What the task requires: Reproduce the rows below with every occurrence of "pixel marker" replaced by "coordinate point" and all other text left unchanged. Omit the pictures from your answer.
────────────────────
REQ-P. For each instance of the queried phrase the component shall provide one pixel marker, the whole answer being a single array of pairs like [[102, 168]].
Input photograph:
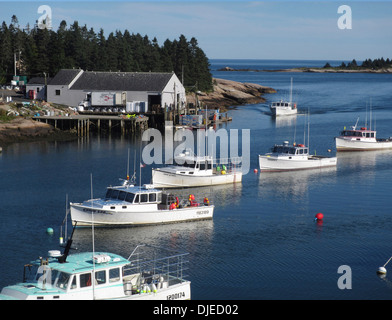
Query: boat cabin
[[189, 160], [283, 104], [135, 195], [285, 149], [361, 133]]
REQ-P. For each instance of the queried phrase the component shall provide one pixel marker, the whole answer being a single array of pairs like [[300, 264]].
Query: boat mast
[[92, 231]]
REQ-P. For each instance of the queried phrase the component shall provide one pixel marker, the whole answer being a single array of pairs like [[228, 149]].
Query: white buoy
[[381, 270]]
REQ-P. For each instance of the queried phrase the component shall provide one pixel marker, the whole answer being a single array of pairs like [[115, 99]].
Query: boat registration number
[[96, 211], [203, 212], [175, 296]]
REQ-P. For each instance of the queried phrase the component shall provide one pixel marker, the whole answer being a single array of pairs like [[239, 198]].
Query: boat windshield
[[187, 164], [283, 150], [46, 276], [357, 133], [112, 194]]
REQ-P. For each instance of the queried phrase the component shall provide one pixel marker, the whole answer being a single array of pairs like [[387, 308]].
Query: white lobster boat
[[103, 276], [287, 157], [138, 205], [282, 108], [362, 139], [196, 171]]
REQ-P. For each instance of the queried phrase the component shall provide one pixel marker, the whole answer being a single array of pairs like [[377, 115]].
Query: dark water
[[263, 242]]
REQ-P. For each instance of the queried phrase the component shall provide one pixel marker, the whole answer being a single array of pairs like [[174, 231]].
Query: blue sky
[[234, 29]]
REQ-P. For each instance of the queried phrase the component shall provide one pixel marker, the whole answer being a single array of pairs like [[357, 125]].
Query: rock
[[228, 93], [20, 129]]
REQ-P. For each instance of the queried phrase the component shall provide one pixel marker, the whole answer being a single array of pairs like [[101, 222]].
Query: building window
[[100, 277], [114, 275]]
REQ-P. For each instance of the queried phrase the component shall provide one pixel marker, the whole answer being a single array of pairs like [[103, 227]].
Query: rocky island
[[228, 93]]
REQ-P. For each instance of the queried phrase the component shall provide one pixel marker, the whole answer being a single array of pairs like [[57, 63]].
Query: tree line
[[40, 52], [375, 64]]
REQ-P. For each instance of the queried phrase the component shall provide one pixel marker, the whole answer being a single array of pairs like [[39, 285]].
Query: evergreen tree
[[47, 51]]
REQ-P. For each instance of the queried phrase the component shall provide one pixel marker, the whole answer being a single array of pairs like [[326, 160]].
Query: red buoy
[[319, 216]]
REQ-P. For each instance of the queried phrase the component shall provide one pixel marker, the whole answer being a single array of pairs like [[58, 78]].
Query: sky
[[303, 30]]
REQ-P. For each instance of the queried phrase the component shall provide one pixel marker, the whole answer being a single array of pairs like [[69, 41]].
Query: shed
[[163, 89]]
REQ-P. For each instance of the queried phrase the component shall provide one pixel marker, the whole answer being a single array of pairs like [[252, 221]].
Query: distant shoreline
[[314, 70]]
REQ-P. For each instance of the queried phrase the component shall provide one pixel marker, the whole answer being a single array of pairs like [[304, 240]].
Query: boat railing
[[156, 266], [233, 164]]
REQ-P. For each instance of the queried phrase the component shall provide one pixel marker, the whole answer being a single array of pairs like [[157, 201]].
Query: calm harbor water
[[263, 242]]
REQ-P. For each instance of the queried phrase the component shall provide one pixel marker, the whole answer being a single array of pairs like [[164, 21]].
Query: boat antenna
[[308, 130], [366, 116], [370, 113], [92, 231], [63, 257], [128, 167], [355, 127]]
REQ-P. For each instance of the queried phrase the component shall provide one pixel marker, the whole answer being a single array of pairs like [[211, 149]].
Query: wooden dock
[[84, 124]]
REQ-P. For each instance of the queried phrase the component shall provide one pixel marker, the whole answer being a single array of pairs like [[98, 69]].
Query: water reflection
[[285, 121], [293, 184], [178, 236], [220, 195], [363, 160]]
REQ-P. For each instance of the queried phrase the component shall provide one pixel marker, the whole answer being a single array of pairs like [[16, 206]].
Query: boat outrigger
[[362, 139], [139, 205], [149, 273], [196, 171], [287, 157], [282, 107]]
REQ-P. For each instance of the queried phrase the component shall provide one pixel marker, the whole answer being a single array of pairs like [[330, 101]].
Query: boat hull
[[281, 111], [162, 179], [360, 145], [86, 216], [271, 163], [179, 291]]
────────────────────
The reply:
REQ-P. For each instance of the queried phrase the component shall provide one coordinate point, the whole answer being a single array of pairs like [[102, 168]].
Input photograph:
Query: boat cabin
[[189, 160], [283, 104], [135, 195], [285, 149], [361, 133]]
REQ-P. For each instance of the queried phrase the component shall provide one coordinate point, the whole answer being a single array of pairs like [[300, 264]].
Query: boat mast
[[92, 231]]
REQ-P. For each instance of the queried phrase the component shall provide one coordinate point, the whole answer being a single array of pairs like [[228, 149]].
Query: white buoy
[[381, 270]]
REQ-P. For each instance of the queried phrase the component shall provide one coordinate point, the whole answer being a single array of pairs like [[115, 99]].
Query: boat registration number
[[96, 211], [203, 212], [175, 296]]
REQ-P. For each instance of the queried phrase the component shall provide one coordinate point, the whole answer being a single array of pairs like [[239, 198]].
Query: boat windshield
[[187, 164], [283, 150], [46, 276], [357, 133], [112, 194]]
REQ-P. For each instance of the queried phrase the component shall provide one coordinate point, the whole answer being a single array of pairs like [[387, 308]].
Query: white lobster boat
[[103, 276], [287, 157], [138, 205], [282, 108], [362, 139], [196, 171]]
REQ-P. For each instance of the queried phrase the component shall provide one coordinate point, the whole answer being a single array of pairs like [[377, 115]].
Query: dark water
[[263, 242]]
REQ-P. For each instance of the queried phrase the component shall provide one coordinate point, the whole answer being a single array of pairs like [[174, 231]].
Query: blue sky
[[234, 29]]
REQ-P. For each instance of the queried phrase the component shall provide one coordinate point, the whole answer being a single array of pairs like [[357, 125]].
Query: rock
[[228, 93], [20, 129]]
REQ-P. For each instance of the queried phrase the component shall provide one coordinate point, the whole answer being a single array of pairs like [[101, 222]].
Query: building window
[[100, 277], [114, 275]]
REQ-P. For each instance of the queried phrase the component shall provide one coordinate point, the whole answer being a single array of pairs like [[103, 227]].
Query: rocky island
[[228, 93]]
REQ-P. For each instance of the queried phrase the component shall provide one coordinate point, the whole answer being a single array of pairs like [[57, 63]].
Query: tree line
[[40, 52], [375, 64]]
REQ-P. For each instance of the queried phrase the component shall provide one coordinate point, the whole answer being a single array of pairs like [[39, 285]].
Query: evergreen tree
[[47, 51]]
REQ-P. For each instance of the queried phrase the component shall provide one coordinate point, the whole answer being a single array of pairs like [[326, 160]].
Query: red buoy
[[319, 216]]
REQ-P. For each instance of the queried phrase the component shall provide one coordinate point, the whole answer being a single array of pairs like [[58, 78]].
Query: sky
[[303, 30]]
REQ-P. For each instance of the queried phrase the component shall provide one coordinate point, the whole answer being a single array of pairs like [[69, 41]].
Query: shed
[[163, 89]]
REQ-P. For each instance of the queried phrase the component shall provide one coordinate point, the whole answer being a single array of pairs like [[252, 221]].
Query: distant shoreline
[[314, 70]]
REQ-P. For each instance of the queried phrase the component shall provide one coordinate point, the whole answer being a single array of pairs like [[304, 240]].
Query: boat railing
[[156, 266], [233, 164]]
REQ-P. For each instance of the queried phrase the component shall provide one coordinate point, the whole answer being a single array of pairs like [[157, 201]].
Query: calm harbor water
[[263, 242]]
REQ-P. For each instance of the queried phrase the component shall provide one coordinate point, the whole answer being a single array of pairs like [[164, 21]].
Query: boat antenna
[[308, 130], [366, 116], [370, 113], [92, 231], [63, 257], [128, 167], [355, 127]]
REQ-P. For each instance of the queried phrase the component shall provide one coordinate point, the whole answer being a single array of pairs like [[211, 149]].
Query: wooden dock
[[84, 124]]
REQ-P. For each instance of the queried phrase the component shall provide one coordinate point, the whole answer being a single array of pairs like [[98, 69]].
Query: water reflection
[[285, 121], [293, 184], [178, 236], [220, 195], [363, 160]]
REQ-P. For each instance of the queried phrase the component shall provide one coordinate point, the whole answer being a single array of pairs like [[16, 206]].
Query: boat outrigger
[[362, 139], [139, 205], [149, 273], [196, 171], [287, 157], [282, 107]]
REQ-P. For each instance of the queried phrase the component shall provide one coordinate point, the whole answer being a single array of pairs like [[330, 101]].
Query: boat hull
[[281, 111], [162, 179], [360, 145], [86, 216], [271, 163], [179, 291]]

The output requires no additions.